··· Data ···

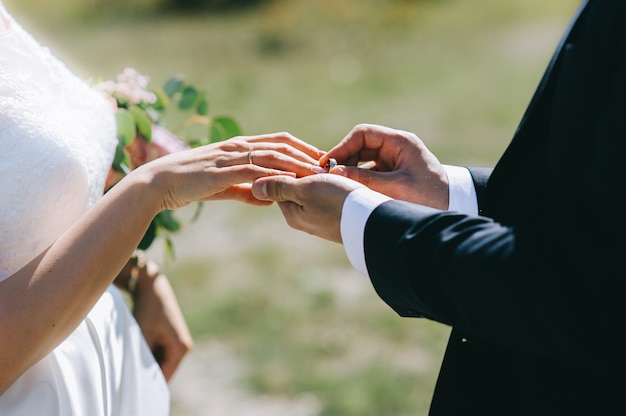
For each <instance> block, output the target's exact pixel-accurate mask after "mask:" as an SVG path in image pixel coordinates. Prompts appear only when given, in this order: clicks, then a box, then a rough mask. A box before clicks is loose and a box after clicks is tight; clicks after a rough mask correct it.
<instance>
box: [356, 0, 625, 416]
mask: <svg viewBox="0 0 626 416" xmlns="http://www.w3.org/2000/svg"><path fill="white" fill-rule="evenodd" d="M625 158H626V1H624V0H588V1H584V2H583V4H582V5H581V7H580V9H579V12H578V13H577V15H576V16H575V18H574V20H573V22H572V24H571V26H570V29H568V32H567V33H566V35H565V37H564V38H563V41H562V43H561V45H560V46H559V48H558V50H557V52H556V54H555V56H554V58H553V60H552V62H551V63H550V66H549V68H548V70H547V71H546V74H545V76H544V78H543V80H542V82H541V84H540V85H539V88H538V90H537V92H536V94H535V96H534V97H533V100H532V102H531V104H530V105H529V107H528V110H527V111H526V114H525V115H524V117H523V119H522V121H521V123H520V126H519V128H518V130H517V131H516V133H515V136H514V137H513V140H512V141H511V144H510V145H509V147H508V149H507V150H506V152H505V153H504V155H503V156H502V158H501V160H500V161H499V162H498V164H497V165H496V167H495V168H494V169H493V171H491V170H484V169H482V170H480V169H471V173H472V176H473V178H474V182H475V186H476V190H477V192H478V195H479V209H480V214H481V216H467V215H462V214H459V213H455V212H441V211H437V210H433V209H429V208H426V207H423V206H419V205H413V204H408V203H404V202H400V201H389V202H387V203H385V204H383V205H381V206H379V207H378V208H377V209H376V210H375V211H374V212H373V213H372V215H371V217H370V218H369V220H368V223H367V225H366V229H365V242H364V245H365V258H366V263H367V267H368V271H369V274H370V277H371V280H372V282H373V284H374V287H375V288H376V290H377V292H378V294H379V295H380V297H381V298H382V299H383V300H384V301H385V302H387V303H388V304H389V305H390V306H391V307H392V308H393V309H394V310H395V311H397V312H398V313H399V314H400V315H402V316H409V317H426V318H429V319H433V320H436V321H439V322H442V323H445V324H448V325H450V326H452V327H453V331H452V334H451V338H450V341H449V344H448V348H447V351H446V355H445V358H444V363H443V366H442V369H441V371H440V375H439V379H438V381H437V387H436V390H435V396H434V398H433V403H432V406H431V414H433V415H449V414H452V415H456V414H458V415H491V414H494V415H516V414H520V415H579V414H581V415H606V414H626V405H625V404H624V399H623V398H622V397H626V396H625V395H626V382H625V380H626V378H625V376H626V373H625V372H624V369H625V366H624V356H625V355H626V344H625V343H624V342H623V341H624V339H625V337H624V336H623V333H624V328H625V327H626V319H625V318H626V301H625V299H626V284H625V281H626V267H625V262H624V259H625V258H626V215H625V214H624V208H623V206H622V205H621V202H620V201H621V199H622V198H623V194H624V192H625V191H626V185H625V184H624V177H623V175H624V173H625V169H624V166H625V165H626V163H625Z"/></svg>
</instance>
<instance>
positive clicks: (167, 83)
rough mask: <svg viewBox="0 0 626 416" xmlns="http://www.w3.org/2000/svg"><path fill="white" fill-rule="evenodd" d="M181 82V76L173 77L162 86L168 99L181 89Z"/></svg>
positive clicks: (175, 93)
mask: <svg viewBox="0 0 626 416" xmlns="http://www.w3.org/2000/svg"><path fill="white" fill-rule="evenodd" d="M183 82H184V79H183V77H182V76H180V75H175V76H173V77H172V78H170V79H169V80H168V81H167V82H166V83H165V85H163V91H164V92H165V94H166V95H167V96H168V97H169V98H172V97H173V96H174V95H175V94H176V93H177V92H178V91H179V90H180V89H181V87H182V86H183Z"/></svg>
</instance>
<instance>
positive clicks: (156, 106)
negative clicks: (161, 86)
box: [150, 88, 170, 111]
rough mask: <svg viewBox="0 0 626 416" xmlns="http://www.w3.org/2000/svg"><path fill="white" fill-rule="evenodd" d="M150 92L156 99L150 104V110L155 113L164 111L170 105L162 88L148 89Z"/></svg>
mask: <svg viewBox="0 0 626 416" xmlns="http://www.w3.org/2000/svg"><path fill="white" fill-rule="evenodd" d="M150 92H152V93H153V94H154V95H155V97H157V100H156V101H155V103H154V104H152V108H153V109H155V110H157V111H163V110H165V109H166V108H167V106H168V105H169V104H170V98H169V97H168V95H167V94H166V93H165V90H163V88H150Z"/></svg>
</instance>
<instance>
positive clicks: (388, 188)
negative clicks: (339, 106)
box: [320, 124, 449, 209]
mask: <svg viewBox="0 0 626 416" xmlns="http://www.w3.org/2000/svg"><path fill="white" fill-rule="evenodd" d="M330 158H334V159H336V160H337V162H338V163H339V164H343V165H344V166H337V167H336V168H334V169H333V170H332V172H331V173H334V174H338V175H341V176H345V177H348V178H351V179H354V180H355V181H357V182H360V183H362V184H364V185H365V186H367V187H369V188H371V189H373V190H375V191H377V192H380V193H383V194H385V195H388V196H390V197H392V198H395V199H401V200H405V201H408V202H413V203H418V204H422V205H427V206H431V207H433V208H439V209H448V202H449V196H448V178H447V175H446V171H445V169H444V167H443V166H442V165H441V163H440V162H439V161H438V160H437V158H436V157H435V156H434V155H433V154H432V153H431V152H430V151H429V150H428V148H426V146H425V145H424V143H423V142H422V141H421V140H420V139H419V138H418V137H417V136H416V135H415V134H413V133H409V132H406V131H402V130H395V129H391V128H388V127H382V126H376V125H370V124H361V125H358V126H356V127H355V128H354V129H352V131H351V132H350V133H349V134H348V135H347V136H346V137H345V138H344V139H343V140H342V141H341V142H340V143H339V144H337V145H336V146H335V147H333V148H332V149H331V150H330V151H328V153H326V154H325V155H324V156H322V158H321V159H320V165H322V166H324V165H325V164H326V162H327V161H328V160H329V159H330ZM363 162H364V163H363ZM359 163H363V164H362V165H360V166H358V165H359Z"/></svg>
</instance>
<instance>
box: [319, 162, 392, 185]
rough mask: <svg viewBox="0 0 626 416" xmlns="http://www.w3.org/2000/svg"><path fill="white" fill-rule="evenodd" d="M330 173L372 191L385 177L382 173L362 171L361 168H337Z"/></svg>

···

Task goal:
All of the data, minus its pictures, should be repeated exactly.

Answer section:
For each <instance> block, output the target's exact pixel-accurate mask after "mask:" as an SVG path in image pixel coordinates. Prompts appear only when given, in this order: clicks, then a box, then a rough mask. A box before clicks is loose and a box after clicks is tight; clicks after a rough mask correct it.
<instance>
box: [356, 0, 625, 416]
mask: <svg viewBox="0 0 626 416" xmlns="http://www.w3.org/2000/svg"><path fill="white" fill-rule="evenodd" d="M625 158H626V1H624V0H588V1H584V2H583V4H582V5H581V7H580V9H579V12H578V13H577V15H576V16H575V18H574V20H573V22H572V24H571V26H570V29H568V32H567V33H566V35H565V37H564V38H563V41H562V43H561V45H560V46H559V48H558V50H557V52H556V54H555V56H554V58H553V60H552V62H551V63H550V66H549V68H548V70H547V71H546V74H545V76H544V78H543V80H542V82H541V84H540V85H539V88H538V90H537V92H536V94H535V96H534V97H533V100H532V102H531V104H530V105H529V107H528V110H527V111H526V114H525V115H524V117H523V119H522V121H521V123H520V126H519V128H518V130H517V131H516V133H515V136H514V137H513V140H512V141H511V144H510V145H509V147H508V149H507V150H506V152H505V153H504V155H503V156H502V158H501V160H500V161H499V162H498V164H497V165H496V167H495V168H494V169H493V171H491V170H484V169H482V170H480V169H471V173H472V176H473V178H474V182H475V186H476V190H477V192H478V195H479V209H480V214H481V216H467V215H462V214H459V213H455V212H441V211H437V210H433V209H429V208H426V207H423V206H419V205H413V204H408V203H404V202H400V201H389V202H387V203H385V204H383V205H381V206H379V207H378V208H377V209H376V210H375V211H374V212H373V213H372V215H371V217H370V218H369V220H368V223H367V225H366V229H365V242H364V245H365V258H366V263H367V267H368V271H369V274H370V277H371V280H372V282H373V284H374V287H375V288H376V290H377V292H378V294H379V295H380V297H381V298H382V299H383V300H384V301H385V302H387V303H388V304H389V305H390V306H391V307H392V308H393V309H394V310H395V311H397V312H398V313H399V314H400V315H402V316H409V317H426V318H429V319H433V320H436V321H439V322H442V323H445V324H448V325H450V326H452V327H453V331H452V334H451V338H450V341H449V344H448V348H447V351H446V355H445V358H444V363H443V366H442V369H441V371H440V375H439V379H438V381H437V387H436V390H435V396H434V398H433V403H432V406H431V414H433V415H449V414H452V415H456V414H458V415H491V414H494V415H516V414H520V415H579V414H581V415H606V414H626V405H625V404H624V399H623V398H622V397H626V396H625V395H626V382H625V380H626V378H625V376H626V373H625V372H624V369H625V366H624V356H625V355H626V344H625V343H624V342H623V341H624V339H625V337H624V336H623V333H624V328H625V327H626V319H625V318H626V301H625V299H626V284H625V281H626V267H625V262H624V259H625V258H626V215H625V214H624V208H623V206H622V205H621V202H620V201H621V199H622V198H623V194H624V192H625V191H626V185H625V184H624V177H623V175H624V173H625V169H624V166H625V165H626V163H625Z"/></svg>
</instance>
<instance>
positive clicks: (167, 83)
rough mask: <svg viewBox="0 0 626 416" xmlns="http://www.w3.org/2000/svg"><path fill="white" fill-rule="evenodd" d="M181 82V76L173 77L162 86L168 99L181 89Z"/></svg>
positive clicks: (175, 93)
mask: <svg viewBox="0 0 626 416" xmlns="http://www.w3.org/2000/svg"><path fill="white" fill-rule="evenodd" d="M183 82H184V79H183V77H182V76H180V75H175V76H173V77H172V78H170V79H169V80H168V81H167V82H166V83H165V85H163V91H164V92H165V94H166V95H167V96H168V97H169V98H172V97H173V96H174V95H175V94H176V93H177V92H178V91H179V90H180V89H181V87H182V86H183Z"/></svg>
</instance>
<instance>
positive clicks: (156, 106)
negative clicks: (161, 86)
box: [150, 88, 170, 111]
rough mask: <svg viewBox="0 0 626 416" xmlns="http://www.w3.org/2000/svg"><path fill="white" fill-rule="evenodd" d="M150 92L156 99L150 104V110L155 113L164 111L170 105L162 88L148 89Z"/></svg>
mask: <svg viewBox="0 0 626 416" xmlns="http://www.w3.org/2000/svg"><path fill="white" fill-rule="evenodd" d="M150 92H152V93H153V94H154V95H155V97H157V100H156V101H155V103H154V104H152V108H153V109H155V110H157V111H163V110H165V109H166V108H167V106H168V105H169V104H170V98H169V97H168V95H167V94H166V93H165V90H163V88H150Z"/></svg>
</instance>
<instance>
positive clicks: (388, 188)
negative clicks: (339, 106)
box: [320, 124, 449, 209]
mask: <svg viewBox="0 0 626 416" xmlns="http://www.w3.org/2000/svg"><path fill="white" fill-rule="evenodd" d="M330 158H334V159H336V160H337V162H338V163H339V164H343V165H344V166H337V167H336V168H334V169H333V170H332V172H331V173H334V174H338V175H341V176H345V177H348V178H351V179H354V180H355V181H357V182H360V183H362V184H364V185H365V186H367V187H369V188H371V189H373V190H375V191H377V192H380V193H383V194H385V195H388V196H390V197H392V198H395V199H401V200H405V201H408V202H413V203H418V204H422V205H427V206H431V207H433V208H439V209H448V202H449V196H448V178H447V175H446V171H445V169H444V167H443V166H442V165H441V163H440V162H439V161H438V160H437V158H436V157H435V156H434V155H433V154H432V153H431V152H430V151H429V150H428V148H426V146H425V145H424V143H423V142H422V141H421V140H420V139H419V138H418V137H417V136H416V135H415V134H413V133H409V132H406V131H402V130H395V129H391V128H388V127H382V126H376V125H370V124H361V125H358V126H356V127H355V128H354V129H352V131H351V132H350V133H349V134H348V135H347V136H346V137H345V138H344V139H343V140H342V141H341V142H340V143H339V144H337V145H336V146H335V147H333V148H332V149H331V150H330V151H328V153H326V154H325V155H324V156H322V158H321V159H320V165H322V166H324V165H325V164H326V162H327V161H328V160H329V159H330ZM363 162H364V163H363ZM359 163H363V164H362V165H360V166H358V165H359Z"/></svg>
</instance>
<instance>
box: [319, 162, 392, 185]
rough mask: <svg viewBox="0 0 626 416" xmlns="http://www.w3.org/2000/svg"><path fill="white" fill-rule="evenodd" d="M330 173L372 191L385 177L382 173L362 171L361 168H337Z"/></svg>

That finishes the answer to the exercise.